- YOUR TASK -
Copy each line below exactly as it appears. Pictures are to be omitted.
DATA FOR THE TASK section start
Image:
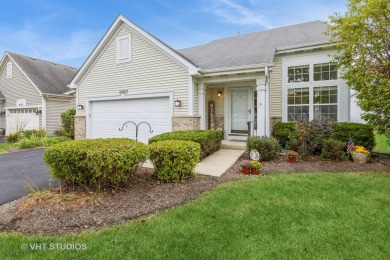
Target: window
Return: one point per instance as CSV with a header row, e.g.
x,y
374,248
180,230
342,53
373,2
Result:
x,y
9,70
325,71
123,48
298,73
325,102
298,104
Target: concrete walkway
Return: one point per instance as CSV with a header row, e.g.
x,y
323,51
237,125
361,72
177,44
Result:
x,y
216,164
219,162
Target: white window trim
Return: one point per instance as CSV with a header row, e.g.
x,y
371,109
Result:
x,y
118,39
9,70
297,60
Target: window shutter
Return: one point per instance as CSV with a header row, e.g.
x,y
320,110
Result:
x,y
9,70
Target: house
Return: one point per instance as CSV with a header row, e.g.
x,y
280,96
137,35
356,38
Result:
x,y
355,110
34,93
241,84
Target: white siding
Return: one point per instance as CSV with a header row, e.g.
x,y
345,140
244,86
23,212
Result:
x,y
54,109
18,87
356,111
149,71
275,94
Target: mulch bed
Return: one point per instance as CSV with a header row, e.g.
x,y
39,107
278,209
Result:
x,y
145,197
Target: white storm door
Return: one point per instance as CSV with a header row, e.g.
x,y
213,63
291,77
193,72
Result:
x,y
239,111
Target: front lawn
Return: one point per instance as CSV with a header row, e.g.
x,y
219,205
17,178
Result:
x,y
381,144
321,215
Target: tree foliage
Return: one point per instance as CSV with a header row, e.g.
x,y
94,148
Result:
x,y
362,39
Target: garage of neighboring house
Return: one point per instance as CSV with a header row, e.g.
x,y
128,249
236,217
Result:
x,y
108,116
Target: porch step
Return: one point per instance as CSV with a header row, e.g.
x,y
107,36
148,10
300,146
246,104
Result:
x,y
234,145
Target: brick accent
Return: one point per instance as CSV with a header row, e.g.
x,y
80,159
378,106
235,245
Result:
x,y
273,120
185,123
79,127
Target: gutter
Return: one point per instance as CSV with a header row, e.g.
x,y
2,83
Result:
x,y
236,69
304,47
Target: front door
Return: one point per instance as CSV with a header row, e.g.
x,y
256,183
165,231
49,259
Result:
x,y
240,111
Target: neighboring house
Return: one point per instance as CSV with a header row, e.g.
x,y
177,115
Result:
x,y
34,93
356,111
281,74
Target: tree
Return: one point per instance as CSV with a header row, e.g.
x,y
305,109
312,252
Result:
x,y
362,39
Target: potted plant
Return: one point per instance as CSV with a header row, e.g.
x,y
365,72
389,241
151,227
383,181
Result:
x,y
246,167
360,154
292,156
255,167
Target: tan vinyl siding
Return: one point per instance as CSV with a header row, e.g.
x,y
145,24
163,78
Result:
x,y
276,88
18,87
149,71
2,117
54,108
196,99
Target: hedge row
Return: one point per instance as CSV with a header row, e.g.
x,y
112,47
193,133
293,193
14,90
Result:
x,y
209,140
320,130
174,160
97,163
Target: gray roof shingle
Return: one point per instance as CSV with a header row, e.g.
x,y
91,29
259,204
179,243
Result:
x,y
254,48
49,77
DATA FOR THE TASK section end
- SOLUTION TO THIS EXERCISE -
Image:
Target: window
Return: one point per instance as CSV with a header row, e.g.
x,y
374,248
180,230
342,53
373,2
Result:
x,y
9,70
325,71
123,48
298,73
325,102
298,104
Target: concrete walkway
Return: one point per instance as CSV with a header row, e.g.
x,y
323,51
237,125
361,72
177,44
Result:
x,y
216,164
219,162
Target: white window trim
Return: one point per instance as CSV with a header row, e.g.
x,y
371,109
Result:
x,y
118,39
9,70
297,60
Target: window shutter
Return: one point per instance as CSV with a header row, e.g.
x,y
320,110
Result:
x,y
9,70
Target: house
Return: one point per instance as CSV with a header row, e.g.
x,y
280,96
137,35
356,38
Result:
x,y
355,110
34,93
241,84
Target: white siding
Return: one point per instance as CSV with a header row, e.g.
x,y
345,140
244,86
23,212
Result:
x,y
54,109
18,87
356,111
149,71
275,94
Target: mulch bed
Return: one point per instance as CSV with a header row, e.g.
x,y
39,107
278,209
Result:
x,y
145,197
Target: white storm door
Return: one point per instance as CSV with a header row, e.g.
x,y
213,63
291,77
193,72
Result:
x,y
239,111
Target: front lawn
Return: one point per instance as CSV with a header row, e.g.
x,y
219,205
17,178
Result:
x,y
381,144
321,215
Target: tree foliage
Return: one point per instance as CSV with a header row, e.g.
x,y
94,148
Result:
x,y
362,39
Target: garage of neighboring house
Return: one point per instance as CSV with a header row, e.g.
x,y
128,249
236,217
Result:
x,y
108,116
Target: porch step
Return: one point per instance as CSV with a header row, e.g.
x,y
107,36
148,10
300,146
246,104
Result:
x,y
234,145
Target: brick accent
Return: one point per instance as CSV with a header row, e.g.
x,y
80,159
378,106
235,245
Result:
x,y
273,120
185,123
79,127
Target: gutter
Return: one point per instance as CSV with a header row, e.g.
x,y
2,83
Result:
x,y
236,69
304,47
Target: front door
Return: one point per instance as CSV with a header row, e.g.
x,y
256,183
165,231
49,259
Result:
x,y
240,111
Target: neighboring house
Return: one point per instance as CSV with a header row, e.g.
x,y
177,115
Result:
x,y
34,93
356,111
281,74
Target: tree
Return: one point per instance as CSV with a header row, e.g.
x,y
305,109
312,252
Result:
x,y
362,39
Target: potted plant
Return: one point per instance as CSV with a header row, e.g.
x,y
365,72
389,241
151,227
383,181
Result:
x,y
246,167
360,154
292,156
255,167
Target: tan vinyl siding
Return: one point per instance as CSV with a header row, e.g.
x,y
145,24
163,78
Result:
x,y
276,88
18,87
149,71
2,117
54,108
196,99
Target: hedge row
Return: one point per instance as CSV with a header row, e.g.
x,y
112,47
193,133
293,193
14,90
Result:
x,y
209,140
320,130
174,160
97,163
Target: gray roof shingle
Return: one point per instance as CSV with a header row, e.g.
x,y
91,29
259,204
179,243
Result:
x,y
254,48
49,77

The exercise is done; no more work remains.